PROVIDED DATA:
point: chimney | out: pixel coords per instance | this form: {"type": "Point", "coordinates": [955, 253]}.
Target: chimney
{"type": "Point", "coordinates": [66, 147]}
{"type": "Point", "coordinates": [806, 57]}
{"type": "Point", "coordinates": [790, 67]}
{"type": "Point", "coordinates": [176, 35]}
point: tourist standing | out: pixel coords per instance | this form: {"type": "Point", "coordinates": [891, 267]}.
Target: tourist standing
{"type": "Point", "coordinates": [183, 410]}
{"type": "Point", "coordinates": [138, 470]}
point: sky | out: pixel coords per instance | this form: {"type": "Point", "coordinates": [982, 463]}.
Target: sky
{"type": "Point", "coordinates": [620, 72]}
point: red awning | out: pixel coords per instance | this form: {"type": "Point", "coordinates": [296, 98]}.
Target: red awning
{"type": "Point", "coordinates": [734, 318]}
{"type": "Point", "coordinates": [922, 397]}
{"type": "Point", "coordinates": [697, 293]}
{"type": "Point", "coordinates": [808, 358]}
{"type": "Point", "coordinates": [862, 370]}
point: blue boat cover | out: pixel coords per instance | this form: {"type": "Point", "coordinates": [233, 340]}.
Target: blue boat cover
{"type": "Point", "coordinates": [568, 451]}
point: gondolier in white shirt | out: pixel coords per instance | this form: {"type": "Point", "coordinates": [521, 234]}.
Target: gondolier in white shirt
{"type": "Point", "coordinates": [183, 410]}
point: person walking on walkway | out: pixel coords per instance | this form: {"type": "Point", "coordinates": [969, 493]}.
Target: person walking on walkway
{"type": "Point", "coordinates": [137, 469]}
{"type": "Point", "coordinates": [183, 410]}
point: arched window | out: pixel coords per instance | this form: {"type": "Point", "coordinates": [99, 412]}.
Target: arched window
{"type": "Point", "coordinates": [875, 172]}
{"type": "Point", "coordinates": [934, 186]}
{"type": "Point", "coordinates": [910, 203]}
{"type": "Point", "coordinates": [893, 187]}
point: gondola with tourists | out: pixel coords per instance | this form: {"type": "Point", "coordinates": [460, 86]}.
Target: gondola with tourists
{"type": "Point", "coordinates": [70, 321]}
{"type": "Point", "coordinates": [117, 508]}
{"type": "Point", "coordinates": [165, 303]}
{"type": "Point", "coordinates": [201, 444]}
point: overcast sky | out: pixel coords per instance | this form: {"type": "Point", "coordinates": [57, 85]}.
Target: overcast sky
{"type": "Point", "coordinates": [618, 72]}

WORK ORDER:
Write down every entry exactly.

RESPONSE TO THE EXERCISE:
point: chimney | out: pixel coords per instance | this form: {"type": "Point", "coordinates": [955, 253]}.
Target: chimney
{"type": "Point", "coordinates": [66, 147]}
{"type": "Point", "coordinates": [806, 57]}
{"type": "Point", "coordinates": [790, 67]}
{"type": "Point", "coordinates": [176, 35]}
point: tourist standing | out: pixel coords per instance | this form: {"type": "Point", "coordinates": [891, 267]}.
Target: tourist standing
{"type": "Point", "coordinates": [183, 410]}
{"type": "Point", "coordinates": [138, 470]}
point: sky | out: pixel coords per instance | this form: {"type": "Point", "coordinates": [982, 463]}.
Target: sky
{"type": "Point", "coordinates": [620, 72]}
point: red awning | out: pixel coords per instance | this form: {"type": "Point", "coordinates": [296, 98]}.
Target: red awning
{"type": "Point", "coordinates": [734, 318]}
{"type": "Point", "coordinates": [922, 397]}
{"type": "Point", "coordinates": [697, 293]}
{"type": "Point", "coordinates": [808, 358]}
{"type": "Point", "coordinates": [862, 370]}
point: blue boat cover | out: pixel coords per instance | this form: {"type": "Point", "coordinates": [233, 340]}.
Target: blue boat cover
{"type": "Point", "coordinates": [568, 451]}
point: gondolier in white shirt | out: pixel coords per instance | this form: {"type": "Point", "coordinates": [521, 234]}.
Target: gondolier in white shirt
{"type": "Point", "coordinates": [183, 410]}
point: person walking on walkway | out: pixel coords per instance | this form: {"type": "Point", "coordinates": [969, 493]}.
Target: person walking on walkway
{"type": "Point", "coordinates": [137, 469]}
{"type": "Point", "coordinates": [183, 410]}
point: arched window | out: pixel coords per instance | this form: {"type": "Point", "coordinates": [99, 412]}.
Target: arched window
{"type": "Point", "coordinates": [875, 172]}
{"type": "Point", "coordinates": [934, 186]}
{"type": "Point", "coordinates": [910, 203]}
{"type": "Point", "coordinates": [893, 187]}
point: gondola with tourists | out: pixel coords per instance | this form: {"type": "Point", "coordinates": [460, 86]}.
Target: gondola with tourists
{"type": "Point", "coordinates": [70, 321]}
{"type": "Point", "coordinates": [117, 508]}
{"type": "Point", "coordinates": [165, 303]}
{"type": "Point", "coordinates": [201, 444]}
point: overcast sky | out: pixel coords per instance | this form: {"type": "Point", "coordinates": [57, 85]}.
Target: overcast sky
{"type": "Point", "coordinates": [618, 72]}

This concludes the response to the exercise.